**Exercice court 1**
D'après l'extrait à lire, quel métier la fillette souhaitait-elle exercer ?

**Extrait à lire**
───
Angèle, nymphomane et hystérique, sœur de Vincent et Marceline, épouse d'André Duteil, patron d'une usine de soie, forment un couple
dont l'auteure croque un portrait saisissant
Les
épreuves, après une enfance heureuse, vécue dans son adolescence avec son petit
frère Boros, ont trempé le caractère de Nevart, lui permettant d'affronter les
vicissitudes de sa vie, comme au camp de Ravensbrück où elle sera déportée en 1945… Ce passé a
laissé néanmoins une trace indélébile
dans sa mémoire:
« Si elle
fermait les yeux, Nevart apercevait les vergers
couverts de fleurs d'Amassia. Des
champs roses à perte de vue. Elle se revoyait, enfant, disant à son grand-père,
dont elle tenait la main bien serrée: « Quand je serai grande, presque aussi
grande que toi, je pourrai grimper aux arbres? Grand-père Myran souriait. […] Elle savait bien qu'elle était la préférée de grand-père Myran. Il le
lui avait confié une soir, en lui faisant goûter les premières figues. Elle
avait connu une enfance heureuse dans la ferme de ses grands-parents paternels.
Myran Tchekalian était un lettré, il connaissait l'arménien, bien sûr, mais
aussi le turc et le français, qu'il avait enseigné à Nevart.
La fillette aimait étudier à l'école
arménienne. Elle souhaitait devenir institutrice.[…]
Elle avait près de onze ans quand leur vie
avait basculé. […] Elle avait hurlé de terreur
quand elle avait vu surgir la horde effrayante, sabre au clair.
Elle entendait encore l'ordre de grand-père
Myran:« Cours, Nevart, et ne revient pas, quoi qu'il arrive! »
Elle lui avait obéi.[…] Elle avait donc fui, entraînant avec elle Boros, son petit frère. Ils
s'étaient cachés dans le cellier, derrière les écuries. Là, Nevart avait
entrevu la lame du sabre brandi par un Turc, luisant dans le soleil. Elle avait
gémi, se mordant le poing jusqu'au sang. Elle avait eu le réflexe de jeter son
tablier sur la tête de Boros afin qu'il n'assiste pas à la scène. Elle avait vu
la tête de grand-père Myran rouler sur le sol; un flot de bile lui était monté
à la gorge et elle s'était évanouie.
Les hommes sombres avaient fini par les
dénicher, Boros et elle. Ils poussaient des cris sauvages et Nevart, tenant son
petit frère serré contre elle, avait pensé qu'ils allaient mourir, eux aussi. A
cet instant, elle n'avait pas peur. Elle était encore sous le choc de la
terrible image de la tête tranchée de Myran. Elle cherchait désespérément ses
parents. Elle avait aperçu les ruines encore fumantes de ce qui avait été l'une
des plus belles fermes de la région d'Amassia, entrevu des cadavres entassés.
───
**Section des données**
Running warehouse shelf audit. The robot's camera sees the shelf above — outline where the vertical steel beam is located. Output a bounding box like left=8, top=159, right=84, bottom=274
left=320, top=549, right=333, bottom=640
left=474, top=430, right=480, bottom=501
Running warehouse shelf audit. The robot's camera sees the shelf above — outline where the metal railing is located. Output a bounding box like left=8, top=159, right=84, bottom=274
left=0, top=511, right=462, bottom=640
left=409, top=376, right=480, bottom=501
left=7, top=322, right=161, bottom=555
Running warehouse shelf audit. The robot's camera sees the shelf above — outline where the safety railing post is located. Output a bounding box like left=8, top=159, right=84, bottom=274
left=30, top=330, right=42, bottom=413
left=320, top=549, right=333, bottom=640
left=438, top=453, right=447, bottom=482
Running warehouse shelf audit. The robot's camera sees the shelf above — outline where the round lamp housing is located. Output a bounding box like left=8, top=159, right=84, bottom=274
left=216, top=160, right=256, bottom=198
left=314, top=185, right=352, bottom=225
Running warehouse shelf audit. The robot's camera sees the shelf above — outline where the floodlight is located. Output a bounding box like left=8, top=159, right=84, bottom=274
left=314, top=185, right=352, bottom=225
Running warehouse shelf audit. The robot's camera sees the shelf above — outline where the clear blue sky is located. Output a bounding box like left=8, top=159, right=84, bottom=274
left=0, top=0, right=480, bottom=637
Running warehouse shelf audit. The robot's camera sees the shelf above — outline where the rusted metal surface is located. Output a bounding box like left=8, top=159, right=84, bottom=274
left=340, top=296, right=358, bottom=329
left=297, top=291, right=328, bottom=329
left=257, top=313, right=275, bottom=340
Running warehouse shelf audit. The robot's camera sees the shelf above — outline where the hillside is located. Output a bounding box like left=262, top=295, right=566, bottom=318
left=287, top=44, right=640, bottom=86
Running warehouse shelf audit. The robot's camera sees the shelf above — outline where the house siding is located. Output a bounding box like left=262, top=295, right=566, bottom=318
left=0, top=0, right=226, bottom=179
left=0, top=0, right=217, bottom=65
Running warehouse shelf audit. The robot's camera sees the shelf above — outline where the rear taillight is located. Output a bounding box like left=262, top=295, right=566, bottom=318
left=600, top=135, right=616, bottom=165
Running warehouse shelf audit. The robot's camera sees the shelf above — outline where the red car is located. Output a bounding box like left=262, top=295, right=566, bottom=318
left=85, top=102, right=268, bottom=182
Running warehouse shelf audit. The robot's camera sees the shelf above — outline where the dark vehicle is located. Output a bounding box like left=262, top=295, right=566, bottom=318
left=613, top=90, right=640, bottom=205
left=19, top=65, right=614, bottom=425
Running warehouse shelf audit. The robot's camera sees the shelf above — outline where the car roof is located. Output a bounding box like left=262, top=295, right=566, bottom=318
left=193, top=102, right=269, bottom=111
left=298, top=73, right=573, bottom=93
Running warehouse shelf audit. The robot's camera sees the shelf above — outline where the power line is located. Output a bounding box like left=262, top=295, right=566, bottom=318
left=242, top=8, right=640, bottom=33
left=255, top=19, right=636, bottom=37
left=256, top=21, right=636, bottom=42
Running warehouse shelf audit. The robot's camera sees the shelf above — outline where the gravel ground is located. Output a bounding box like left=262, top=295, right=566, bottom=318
───
**Exercice court 2**
Transforme en liste numérotée les lignes des entrées, de la ligne contenant « where the red » jusqu'à la ligne contenant « left=19, top=65, right=614, bottom=425 » comprise, en omettant les lignes vides.

**Résultat obtenu 1**
Elle souhaitait devenir institutrice.

**Résultat obtenu 2**
1. Running warehouse shelf audit. The robot's camera sees the shelf above — outline where the red car is located. Output a bounding box like left=262, top=295, right=566, bottom=318
2. left=85, top=102, right=268, bottom=182
3. Running warehouse shelf audit. The robot's camera sees the shelf above — outline where the dark vehicle is located. Output a bounding box like left=262, top=295, right=566, bottom=318
4. left=613, top=90, right=640, bottom=205
5. left=19, top=65, right=614, bottom=425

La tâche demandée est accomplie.